# Work request
Gather every line of the records below that contains the string "holds", where uppercase and lowercase letters count as different.

# Source data
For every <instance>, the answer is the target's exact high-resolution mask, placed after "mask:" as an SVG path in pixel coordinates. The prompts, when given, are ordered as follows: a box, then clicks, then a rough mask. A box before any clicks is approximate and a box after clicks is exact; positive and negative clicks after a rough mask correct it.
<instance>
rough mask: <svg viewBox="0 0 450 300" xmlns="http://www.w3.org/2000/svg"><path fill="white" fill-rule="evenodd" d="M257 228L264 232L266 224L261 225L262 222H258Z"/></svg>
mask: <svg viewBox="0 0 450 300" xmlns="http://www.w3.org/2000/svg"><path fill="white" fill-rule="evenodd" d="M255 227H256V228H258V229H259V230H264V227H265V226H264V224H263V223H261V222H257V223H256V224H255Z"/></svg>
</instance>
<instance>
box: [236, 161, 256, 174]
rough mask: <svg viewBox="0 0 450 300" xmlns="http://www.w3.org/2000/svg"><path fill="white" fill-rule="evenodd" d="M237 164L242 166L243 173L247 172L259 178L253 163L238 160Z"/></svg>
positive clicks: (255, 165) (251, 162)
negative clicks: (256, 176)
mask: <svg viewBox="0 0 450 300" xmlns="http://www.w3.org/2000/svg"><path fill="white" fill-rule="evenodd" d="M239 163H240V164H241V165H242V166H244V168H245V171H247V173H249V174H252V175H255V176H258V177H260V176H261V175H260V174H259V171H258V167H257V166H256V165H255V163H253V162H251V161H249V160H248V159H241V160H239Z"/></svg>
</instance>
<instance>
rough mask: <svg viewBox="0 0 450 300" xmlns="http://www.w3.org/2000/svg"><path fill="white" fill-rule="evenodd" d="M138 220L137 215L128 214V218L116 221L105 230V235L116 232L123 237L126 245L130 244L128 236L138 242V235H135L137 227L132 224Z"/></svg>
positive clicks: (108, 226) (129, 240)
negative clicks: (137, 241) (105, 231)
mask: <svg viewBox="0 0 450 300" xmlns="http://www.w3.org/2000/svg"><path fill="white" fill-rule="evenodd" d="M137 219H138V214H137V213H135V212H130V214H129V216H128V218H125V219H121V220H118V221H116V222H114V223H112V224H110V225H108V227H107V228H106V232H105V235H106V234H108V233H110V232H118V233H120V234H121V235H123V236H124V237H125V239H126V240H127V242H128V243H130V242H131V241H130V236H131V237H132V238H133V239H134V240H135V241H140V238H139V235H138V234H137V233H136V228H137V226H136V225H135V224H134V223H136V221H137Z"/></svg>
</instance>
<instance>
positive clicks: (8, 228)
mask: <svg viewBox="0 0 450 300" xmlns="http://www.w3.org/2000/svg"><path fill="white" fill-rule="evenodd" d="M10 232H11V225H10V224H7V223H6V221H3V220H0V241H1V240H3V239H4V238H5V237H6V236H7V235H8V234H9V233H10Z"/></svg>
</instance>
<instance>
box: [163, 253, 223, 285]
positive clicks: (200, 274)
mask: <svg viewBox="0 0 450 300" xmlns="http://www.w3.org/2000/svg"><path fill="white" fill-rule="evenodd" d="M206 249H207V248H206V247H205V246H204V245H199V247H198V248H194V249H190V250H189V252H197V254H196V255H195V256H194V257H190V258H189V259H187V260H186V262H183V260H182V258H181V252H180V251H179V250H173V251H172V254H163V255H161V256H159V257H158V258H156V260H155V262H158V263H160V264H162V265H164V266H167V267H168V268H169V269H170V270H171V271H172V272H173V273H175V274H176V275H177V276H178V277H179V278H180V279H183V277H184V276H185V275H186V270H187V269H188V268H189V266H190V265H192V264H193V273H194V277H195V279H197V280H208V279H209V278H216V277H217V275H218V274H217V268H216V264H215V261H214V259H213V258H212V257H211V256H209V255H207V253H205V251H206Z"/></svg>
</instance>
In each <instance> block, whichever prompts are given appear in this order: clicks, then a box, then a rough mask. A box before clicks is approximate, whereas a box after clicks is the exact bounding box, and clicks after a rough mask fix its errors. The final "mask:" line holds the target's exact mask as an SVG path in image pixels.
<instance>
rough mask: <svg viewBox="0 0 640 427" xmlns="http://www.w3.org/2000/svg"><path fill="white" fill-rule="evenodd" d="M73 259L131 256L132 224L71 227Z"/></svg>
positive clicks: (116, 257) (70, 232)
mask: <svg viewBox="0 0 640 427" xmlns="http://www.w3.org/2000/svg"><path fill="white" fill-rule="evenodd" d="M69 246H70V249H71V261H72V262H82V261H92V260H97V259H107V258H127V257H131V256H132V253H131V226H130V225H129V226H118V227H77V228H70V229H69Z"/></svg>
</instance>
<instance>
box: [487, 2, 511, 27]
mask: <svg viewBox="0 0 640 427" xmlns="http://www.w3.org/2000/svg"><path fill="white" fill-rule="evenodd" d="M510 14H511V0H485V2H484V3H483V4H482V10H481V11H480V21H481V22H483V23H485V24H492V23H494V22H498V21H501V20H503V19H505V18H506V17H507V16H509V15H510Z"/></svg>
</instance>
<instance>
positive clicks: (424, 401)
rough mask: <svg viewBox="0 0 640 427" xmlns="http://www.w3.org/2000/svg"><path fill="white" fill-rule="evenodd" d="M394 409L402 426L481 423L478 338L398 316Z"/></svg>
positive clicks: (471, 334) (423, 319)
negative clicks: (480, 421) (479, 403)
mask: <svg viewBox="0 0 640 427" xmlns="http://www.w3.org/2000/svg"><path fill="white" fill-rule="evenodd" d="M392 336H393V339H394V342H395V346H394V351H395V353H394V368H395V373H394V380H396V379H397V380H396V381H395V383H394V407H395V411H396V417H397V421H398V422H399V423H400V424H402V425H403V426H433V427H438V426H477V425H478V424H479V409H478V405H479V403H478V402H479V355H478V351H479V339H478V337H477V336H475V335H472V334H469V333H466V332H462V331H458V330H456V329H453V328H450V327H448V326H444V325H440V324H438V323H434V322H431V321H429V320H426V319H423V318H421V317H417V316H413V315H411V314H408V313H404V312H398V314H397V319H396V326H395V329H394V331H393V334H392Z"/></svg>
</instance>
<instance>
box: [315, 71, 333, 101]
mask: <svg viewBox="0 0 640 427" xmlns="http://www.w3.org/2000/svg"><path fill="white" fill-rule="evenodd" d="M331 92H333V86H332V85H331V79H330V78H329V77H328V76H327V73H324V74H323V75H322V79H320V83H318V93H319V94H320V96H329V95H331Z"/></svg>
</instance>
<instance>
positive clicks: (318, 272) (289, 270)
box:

==

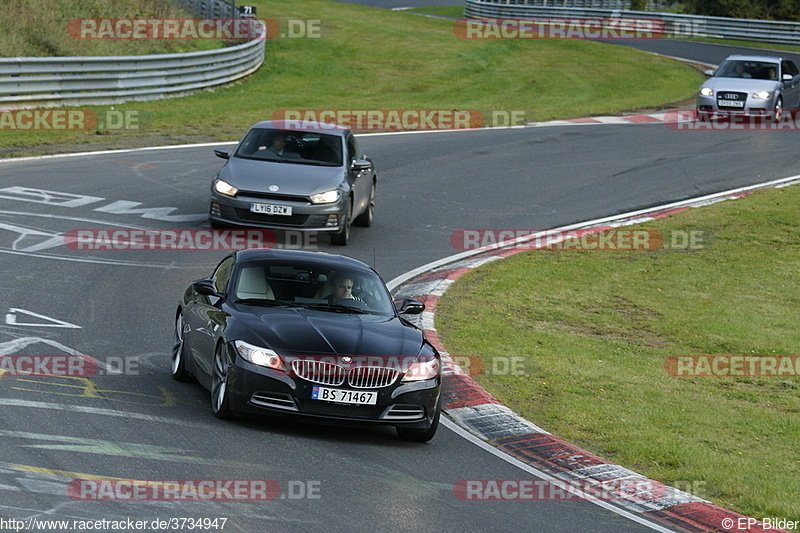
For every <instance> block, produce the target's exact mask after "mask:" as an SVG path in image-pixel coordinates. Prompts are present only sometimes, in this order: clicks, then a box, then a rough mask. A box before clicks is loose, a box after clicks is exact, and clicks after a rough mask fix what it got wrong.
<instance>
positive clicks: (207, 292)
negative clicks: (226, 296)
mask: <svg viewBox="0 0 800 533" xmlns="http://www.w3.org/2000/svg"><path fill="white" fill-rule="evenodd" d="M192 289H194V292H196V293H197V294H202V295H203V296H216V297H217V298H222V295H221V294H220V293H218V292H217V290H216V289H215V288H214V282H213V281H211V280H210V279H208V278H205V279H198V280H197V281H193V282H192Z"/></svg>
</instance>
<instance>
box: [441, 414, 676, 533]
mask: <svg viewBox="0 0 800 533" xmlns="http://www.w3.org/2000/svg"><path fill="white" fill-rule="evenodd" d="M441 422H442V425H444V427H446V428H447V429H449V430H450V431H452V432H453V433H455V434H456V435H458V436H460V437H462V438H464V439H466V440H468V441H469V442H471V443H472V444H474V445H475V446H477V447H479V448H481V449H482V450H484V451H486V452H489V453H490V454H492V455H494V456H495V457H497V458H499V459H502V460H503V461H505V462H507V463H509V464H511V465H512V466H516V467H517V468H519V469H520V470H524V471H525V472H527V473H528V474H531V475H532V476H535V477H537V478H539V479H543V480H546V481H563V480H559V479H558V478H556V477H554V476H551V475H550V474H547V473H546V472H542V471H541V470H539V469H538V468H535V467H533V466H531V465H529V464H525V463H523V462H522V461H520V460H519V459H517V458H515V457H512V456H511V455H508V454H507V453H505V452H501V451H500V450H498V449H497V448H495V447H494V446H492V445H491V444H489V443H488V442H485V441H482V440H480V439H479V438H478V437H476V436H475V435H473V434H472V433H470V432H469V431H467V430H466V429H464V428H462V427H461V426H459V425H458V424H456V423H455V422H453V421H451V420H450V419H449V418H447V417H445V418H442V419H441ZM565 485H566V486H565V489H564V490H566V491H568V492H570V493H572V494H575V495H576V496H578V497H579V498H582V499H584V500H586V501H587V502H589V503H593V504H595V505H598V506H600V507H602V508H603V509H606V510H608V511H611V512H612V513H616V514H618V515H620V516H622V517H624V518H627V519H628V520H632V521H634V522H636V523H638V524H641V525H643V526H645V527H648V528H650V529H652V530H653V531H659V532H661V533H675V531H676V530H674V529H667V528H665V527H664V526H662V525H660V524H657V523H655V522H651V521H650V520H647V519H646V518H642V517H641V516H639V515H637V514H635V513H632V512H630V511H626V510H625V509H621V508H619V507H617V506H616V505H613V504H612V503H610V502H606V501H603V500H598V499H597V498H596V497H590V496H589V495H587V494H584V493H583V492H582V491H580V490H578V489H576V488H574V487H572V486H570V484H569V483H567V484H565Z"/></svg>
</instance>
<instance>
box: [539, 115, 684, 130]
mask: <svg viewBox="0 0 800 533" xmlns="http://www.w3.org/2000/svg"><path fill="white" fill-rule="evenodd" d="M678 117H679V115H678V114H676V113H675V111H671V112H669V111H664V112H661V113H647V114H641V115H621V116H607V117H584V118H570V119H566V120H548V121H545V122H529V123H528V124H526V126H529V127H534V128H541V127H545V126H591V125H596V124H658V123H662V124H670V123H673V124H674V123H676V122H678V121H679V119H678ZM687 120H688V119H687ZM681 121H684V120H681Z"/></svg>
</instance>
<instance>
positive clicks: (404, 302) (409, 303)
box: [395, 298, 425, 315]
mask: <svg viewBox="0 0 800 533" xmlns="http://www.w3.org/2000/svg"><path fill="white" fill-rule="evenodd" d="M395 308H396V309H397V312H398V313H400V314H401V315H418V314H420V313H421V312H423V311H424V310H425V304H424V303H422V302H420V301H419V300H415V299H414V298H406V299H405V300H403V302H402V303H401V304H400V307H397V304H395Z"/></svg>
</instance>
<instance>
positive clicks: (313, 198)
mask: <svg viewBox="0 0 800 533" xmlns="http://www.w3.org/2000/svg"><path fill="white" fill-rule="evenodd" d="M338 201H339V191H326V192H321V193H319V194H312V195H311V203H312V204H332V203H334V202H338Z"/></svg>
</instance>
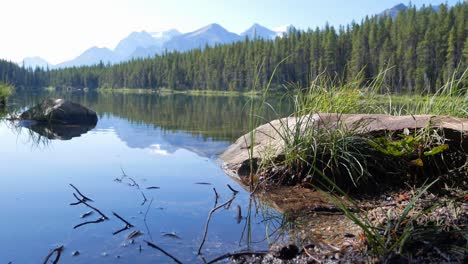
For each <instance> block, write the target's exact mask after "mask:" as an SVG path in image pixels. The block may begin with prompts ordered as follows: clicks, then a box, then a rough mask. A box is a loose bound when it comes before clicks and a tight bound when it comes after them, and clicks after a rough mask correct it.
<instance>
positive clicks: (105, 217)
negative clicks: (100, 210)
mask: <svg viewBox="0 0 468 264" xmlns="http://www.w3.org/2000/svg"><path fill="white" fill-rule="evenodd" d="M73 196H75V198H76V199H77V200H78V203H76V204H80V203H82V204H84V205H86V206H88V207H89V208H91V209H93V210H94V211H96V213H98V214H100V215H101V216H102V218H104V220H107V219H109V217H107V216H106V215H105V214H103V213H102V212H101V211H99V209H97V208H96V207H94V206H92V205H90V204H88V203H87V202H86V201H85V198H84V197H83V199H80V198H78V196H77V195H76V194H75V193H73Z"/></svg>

--

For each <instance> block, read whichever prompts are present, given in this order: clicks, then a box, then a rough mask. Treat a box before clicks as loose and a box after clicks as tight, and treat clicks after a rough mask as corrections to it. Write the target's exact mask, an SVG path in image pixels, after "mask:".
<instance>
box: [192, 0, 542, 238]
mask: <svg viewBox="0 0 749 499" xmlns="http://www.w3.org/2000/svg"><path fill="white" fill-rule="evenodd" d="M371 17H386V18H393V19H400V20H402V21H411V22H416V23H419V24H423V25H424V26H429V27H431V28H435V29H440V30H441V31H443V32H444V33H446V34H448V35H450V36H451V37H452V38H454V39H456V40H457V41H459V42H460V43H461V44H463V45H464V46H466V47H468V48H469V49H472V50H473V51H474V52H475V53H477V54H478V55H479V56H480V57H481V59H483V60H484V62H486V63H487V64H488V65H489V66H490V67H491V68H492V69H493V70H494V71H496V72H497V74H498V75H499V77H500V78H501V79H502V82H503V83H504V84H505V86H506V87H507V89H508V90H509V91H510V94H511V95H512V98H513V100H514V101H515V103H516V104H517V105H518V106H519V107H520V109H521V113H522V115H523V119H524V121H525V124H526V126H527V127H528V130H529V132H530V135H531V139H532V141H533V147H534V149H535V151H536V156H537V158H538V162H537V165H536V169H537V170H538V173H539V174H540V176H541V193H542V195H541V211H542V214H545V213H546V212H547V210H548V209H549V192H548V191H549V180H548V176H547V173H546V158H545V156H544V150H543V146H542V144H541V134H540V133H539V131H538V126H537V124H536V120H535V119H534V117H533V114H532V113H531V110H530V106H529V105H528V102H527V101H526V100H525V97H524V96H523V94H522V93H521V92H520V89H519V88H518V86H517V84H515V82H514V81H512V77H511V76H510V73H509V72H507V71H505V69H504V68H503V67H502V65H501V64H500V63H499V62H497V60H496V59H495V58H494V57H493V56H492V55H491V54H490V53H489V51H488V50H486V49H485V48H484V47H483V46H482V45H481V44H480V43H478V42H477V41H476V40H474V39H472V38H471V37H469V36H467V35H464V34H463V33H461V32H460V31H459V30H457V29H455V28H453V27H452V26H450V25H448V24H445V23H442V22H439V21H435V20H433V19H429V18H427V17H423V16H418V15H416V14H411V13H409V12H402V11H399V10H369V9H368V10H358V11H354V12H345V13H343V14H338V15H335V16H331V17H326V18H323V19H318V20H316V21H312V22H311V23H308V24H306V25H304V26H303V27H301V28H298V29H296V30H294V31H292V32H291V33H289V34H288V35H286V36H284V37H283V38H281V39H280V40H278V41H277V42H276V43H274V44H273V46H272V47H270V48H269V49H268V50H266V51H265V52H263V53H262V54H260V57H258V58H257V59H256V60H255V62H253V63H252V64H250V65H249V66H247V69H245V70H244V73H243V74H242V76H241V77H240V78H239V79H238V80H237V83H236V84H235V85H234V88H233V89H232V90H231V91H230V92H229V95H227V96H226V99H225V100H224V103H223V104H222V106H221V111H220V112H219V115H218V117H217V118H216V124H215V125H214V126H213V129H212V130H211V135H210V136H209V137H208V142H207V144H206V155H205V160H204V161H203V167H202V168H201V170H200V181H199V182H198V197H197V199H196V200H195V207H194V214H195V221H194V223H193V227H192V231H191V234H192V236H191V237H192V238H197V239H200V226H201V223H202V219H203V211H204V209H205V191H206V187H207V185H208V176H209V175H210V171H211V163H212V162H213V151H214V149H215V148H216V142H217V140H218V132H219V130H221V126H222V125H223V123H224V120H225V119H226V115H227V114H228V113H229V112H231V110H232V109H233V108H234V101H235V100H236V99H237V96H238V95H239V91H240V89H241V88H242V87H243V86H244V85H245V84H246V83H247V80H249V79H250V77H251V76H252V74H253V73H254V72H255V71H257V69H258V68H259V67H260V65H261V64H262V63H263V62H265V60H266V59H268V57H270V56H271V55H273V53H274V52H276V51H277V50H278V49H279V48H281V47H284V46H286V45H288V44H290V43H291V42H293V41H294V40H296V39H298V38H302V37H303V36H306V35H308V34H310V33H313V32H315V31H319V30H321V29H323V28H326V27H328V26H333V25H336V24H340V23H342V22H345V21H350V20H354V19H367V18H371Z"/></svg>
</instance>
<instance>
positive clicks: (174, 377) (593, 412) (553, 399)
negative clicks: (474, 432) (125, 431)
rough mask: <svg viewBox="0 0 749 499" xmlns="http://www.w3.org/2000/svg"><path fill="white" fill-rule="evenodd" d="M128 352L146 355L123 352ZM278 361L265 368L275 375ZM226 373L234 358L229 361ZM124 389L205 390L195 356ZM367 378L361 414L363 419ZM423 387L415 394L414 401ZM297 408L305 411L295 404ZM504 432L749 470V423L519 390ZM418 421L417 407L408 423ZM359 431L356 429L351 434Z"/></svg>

# Task response
In each <instance> block, whichever prompts are given appear in this order: clicks, then a box, then a rough mask. A box before clicks is approximate, whereas a box after clicks is the exact bounding box, and clicks after a rough mask fix its errors. The final "mask:" line holds the target's exact mask as an SVG path in image pixels.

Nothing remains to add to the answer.